▶

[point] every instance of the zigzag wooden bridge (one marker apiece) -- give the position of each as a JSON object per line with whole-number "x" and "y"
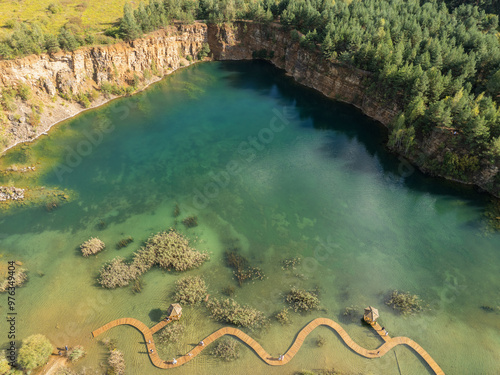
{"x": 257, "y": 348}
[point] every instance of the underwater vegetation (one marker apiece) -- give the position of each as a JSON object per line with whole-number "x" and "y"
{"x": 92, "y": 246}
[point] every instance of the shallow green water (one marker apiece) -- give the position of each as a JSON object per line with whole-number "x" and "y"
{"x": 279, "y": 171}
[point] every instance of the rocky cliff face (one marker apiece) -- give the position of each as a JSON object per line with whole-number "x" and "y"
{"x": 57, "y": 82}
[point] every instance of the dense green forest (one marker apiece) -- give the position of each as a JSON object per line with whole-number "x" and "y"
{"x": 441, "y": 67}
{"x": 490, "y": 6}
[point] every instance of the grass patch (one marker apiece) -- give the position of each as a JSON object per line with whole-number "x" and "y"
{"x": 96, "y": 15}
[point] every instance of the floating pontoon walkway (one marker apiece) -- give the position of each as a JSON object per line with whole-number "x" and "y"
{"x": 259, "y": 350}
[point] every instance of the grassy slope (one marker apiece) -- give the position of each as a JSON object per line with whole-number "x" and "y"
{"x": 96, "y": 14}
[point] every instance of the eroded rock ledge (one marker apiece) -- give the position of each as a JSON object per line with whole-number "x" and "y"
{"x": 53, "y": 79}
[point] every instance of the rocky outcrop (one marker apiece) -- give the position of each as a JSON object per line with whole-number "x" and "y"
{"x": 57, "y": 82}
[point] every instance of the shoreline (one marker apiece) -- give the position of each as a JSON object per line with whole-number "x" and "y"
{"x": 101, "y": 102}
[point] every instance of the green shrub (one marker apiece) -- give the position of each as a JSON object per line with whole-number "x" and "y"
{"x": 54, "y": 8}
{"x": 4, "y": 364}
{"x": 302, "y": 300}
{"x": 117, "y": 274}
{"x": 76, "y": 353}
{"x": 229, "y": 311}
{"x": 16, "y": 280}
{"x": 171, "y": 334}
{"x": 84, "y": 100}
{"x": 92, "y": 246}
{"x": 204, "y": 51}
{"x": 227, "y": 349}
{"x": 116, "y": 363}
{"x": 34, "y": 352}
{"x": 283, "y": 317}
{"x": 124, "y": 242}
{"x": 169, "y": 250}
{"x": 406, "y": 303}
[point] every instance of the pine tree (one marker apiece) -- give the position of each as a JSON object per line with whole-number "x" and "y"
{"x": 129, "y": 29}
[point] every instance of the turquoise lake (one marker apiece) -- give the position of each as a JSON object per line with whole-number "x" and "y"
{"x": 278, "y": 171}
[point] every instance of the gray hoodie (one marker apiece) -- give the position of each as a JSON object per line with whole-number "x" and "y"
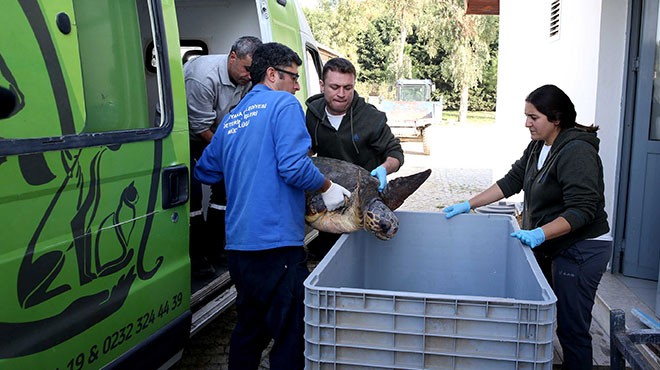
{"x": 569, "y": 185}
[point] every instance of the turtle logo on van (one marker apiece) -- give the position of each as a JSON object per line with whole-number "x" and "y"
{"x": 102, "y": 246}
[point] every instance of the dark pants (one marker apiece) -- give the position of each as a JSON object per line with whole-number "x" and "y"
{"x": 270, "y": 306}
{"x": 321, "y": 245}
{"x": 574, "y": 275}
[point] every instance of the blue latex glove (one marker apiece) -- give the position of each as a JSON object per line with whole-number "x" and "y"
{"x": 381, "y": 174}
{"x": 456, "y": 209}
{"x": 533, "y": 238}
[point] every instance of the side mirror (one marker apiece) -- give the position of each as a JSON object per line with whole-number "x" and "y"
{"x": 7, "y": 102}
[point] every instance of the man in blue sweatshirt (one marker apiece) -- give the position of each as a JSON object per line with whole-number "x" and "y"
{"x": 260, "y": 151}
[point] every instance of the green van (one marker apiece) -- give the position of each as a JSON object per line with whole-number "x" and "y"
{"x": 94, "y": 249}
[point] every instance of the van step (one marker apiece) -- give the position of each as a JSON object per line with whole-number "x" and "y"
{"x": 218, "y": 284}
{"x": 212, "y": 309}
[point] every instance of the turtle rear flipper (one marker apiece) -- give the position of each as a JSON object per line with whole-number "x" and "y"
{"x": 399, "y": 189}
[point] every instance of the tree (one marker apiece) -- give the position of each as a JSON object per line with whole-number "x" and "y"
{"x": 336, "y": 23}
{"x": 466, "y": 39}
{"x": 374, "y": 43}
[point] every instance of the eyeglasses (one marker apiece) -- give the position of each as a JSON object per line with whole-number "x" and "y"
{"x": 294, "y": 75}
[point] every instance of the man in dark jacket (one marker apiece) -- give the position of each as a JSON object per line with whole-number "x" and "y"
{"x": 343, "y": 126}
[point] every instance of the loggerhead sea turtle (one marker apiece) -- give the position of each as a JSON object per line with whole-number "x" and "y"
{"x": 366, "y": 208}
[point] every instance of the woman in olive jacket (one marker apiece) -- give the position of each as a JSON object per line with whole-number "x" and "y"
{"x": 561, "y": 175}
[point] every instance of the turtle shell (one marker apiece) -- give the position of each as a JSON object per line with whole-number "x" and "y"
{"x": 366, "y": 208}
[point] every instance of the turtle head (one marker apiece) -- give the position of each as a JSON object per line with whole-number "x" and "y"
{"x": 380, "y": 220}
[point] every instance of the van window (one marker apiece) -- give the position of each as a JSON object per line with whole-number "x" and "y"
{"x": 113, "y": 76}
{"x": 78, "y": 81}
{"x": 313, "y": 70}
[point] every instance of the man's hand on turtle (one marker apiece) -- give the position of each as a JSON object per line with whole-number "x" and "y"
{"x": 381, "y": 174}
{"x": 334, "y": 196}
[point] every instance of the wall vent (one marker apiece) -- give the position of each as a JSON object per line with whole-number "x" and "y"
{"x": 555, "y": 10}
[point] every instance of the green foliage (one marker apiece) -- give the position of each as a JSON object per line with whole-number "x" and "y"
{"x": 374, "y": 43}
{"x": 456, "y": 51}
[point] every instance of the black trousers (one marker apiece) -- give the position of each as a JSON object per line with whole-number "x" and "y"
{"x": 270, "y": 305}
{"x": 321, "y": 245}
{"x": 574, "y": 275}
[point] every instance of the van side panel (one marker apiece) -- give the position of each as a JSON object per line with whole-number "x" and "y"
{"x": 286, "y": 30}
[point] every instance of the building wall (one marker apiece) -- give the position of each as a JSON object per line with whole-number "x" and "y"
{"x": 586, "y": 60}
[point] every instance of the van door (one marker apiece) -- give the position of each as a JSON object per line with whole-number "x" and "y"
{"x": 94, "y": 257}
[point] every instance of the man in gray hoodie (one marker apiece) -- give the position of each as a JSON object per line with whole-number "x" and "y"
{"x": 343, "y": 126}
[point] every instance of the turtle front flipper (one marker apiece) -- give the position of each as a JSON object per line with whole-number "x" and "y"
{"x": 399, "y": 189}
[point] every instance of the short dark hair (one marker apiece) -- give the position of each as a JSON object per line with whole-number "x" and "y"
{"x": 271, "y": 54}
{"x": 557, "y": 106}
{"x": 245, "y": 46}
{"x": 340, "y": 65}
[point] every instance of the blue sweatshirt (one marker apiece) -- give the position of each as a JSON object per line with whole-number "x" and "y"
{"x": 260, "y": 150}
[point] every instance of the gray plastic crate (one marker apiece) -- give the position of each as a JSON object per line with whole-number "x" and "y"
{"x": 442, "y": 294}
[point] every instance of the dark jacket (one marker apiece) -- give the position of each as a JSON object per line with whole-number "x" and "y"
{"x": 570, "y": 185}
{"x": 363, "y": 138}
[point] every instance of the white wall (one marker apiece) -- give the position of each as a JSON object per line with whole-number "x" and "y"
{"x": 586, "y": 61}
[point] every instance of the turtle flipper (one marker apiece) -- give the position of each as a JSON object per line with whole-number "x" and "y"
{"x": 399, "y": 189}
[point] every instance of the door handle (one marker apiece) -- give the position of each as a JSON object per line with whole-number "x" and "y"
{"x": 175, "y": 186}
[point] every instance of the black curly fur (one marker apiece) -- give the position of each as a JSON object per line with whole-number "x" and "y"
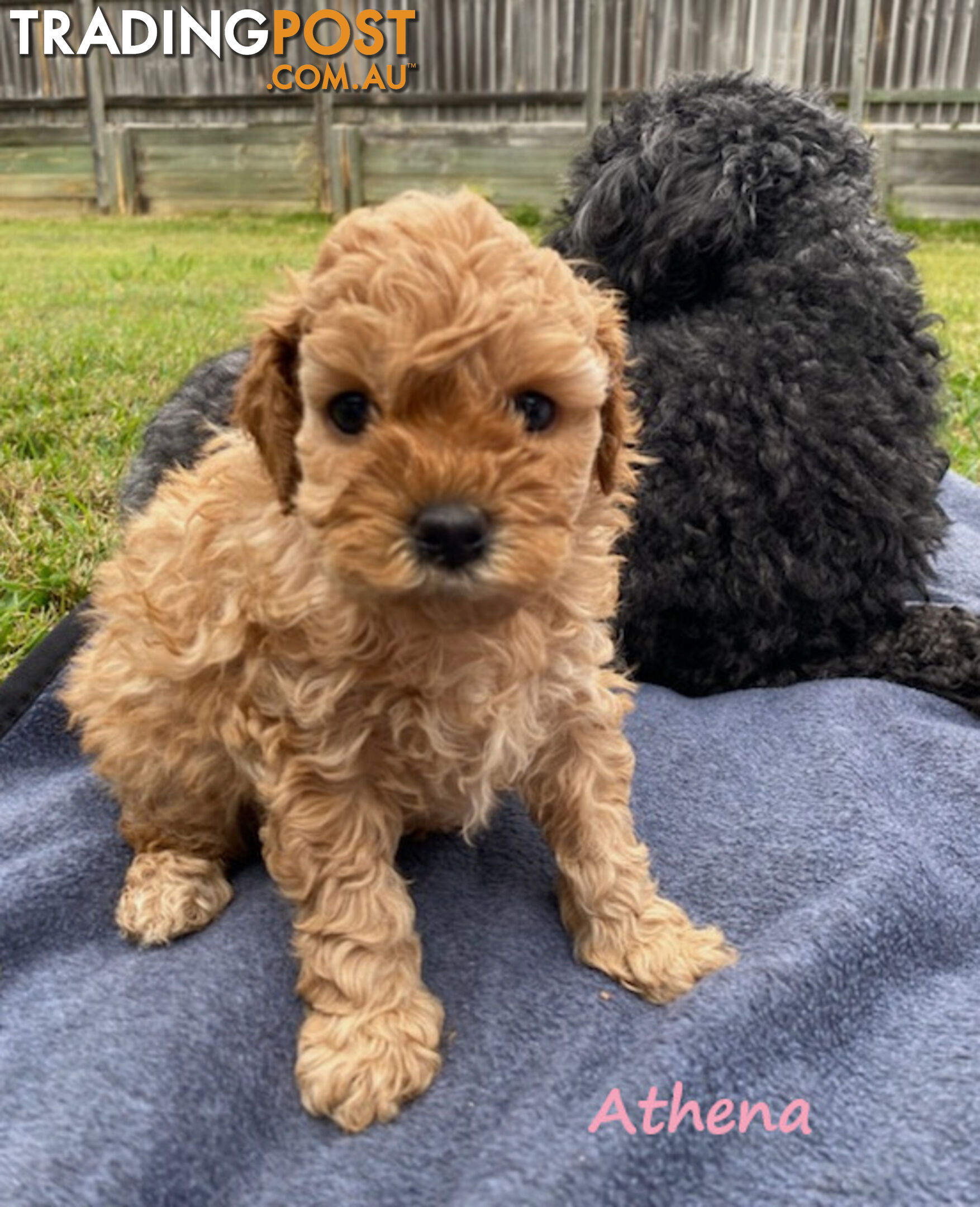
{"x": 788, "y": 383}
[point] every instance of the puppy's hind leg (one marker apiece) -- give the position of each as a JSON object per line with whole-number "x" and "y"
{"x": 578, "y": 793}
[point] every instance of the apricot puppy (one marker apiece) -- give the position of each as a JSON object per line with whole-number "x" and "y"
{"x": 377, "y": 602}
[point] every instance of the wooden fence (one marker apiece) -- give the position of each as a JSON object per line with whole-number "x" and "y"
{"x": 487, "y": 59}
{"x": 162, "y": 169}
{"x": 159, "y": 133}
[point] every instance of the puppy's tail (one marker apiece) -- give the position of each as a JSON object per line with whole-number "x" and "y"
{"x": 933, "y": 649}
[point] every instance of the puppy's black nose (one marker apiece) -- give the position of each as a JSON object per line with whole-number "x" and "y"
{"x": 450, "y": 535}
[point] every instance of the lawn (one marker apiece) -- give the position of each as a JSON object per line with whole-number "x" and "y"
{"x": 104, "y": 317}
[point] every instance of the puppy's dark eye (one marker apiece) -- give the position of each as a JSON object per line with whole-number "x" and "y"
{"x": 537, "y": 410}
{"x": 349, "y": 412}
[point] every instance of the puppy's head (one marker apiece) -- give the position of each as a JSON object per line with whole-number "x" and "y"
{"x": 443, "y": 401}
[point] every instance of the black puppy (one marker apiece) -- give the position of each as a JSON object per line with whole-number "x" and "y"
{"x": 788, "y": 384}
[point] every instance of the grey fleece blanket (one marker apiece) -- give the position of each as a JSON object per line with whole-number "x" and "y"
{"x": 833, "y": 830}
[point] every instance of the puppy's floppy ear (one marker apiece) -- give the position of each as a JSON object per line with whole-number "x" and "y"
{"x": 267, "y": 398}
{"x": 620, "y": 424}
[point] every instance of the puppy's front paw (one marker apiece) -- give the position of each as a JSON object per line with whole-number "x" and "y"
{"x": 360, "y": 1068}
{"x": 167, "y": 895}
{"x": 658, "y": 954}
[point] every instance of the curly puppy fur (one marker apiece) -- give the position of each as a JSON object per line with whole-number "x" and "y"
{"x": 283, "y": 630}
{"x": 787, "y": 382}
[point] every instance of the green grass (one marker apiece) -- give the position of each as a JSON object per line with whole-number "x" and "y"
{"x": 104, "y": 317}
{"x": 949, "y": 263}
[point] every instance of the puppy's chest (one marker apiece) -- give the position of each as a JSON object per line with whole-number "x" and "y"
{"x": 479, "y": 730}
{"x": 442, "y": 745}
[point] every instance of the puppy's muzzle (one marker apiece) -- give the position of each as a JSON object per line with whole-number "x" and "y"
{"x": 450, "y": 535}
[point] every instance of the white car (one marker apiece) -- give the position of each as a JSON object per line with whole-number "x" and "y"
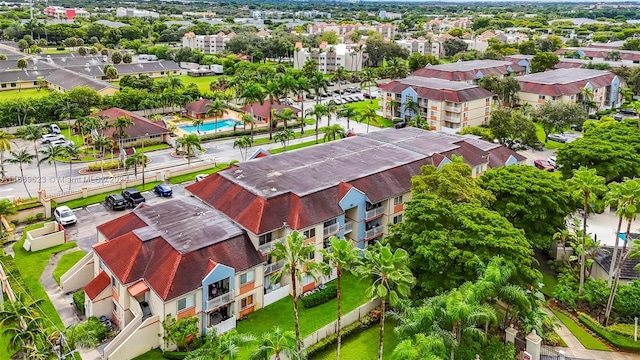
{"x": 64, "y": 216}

◀

Set exercise:
Take the line that contains "[point] every instance of the puppy's front" and every line after it up to the end of the records above, and restate them exactly, without the pictures.

Response for this exercise:
[point] every instance of the puppy's front paw (one marker apiece) -- give the position of each as a JSON object per line with whole-number "x" and "y"
{"x": 360, "y": 1068}
{"x": 167, "y": 895}
{"x": 658, "y": 954}
[point] every instance of the curly puppy fur (one marker apiece) -- give the position of each as a JSON object per line with whole-number "x" and "y"
{"x": 283, "y": 630}
{"x": 787, "y": 382}
[point] every instance of the green grass (one marker apiece) -- give the position of each as a JSON object per line with whole-number "x" and "y"
{"x": 104, "y": 317}
{"x": 949, "y": 263}
[point] every instance of the puppy's chest (one marker apiece) -- give the position of each as a JSON object per line with whole-number "x" and "y"
{"x": 479, "y": 730}
{"x": 442, "y": 745}
[point] every instance of the puppy's muzzle (one marker apiece) -- give the position of each as a JSON object per line with whole-number "x" and "y"
{"x": 450, "y": 535}
[point] every instance of the white car (one marker apiece) -- give the position of each as a JSON object per line with whole-number "x" and "y"
{"x": 64, "y": 216}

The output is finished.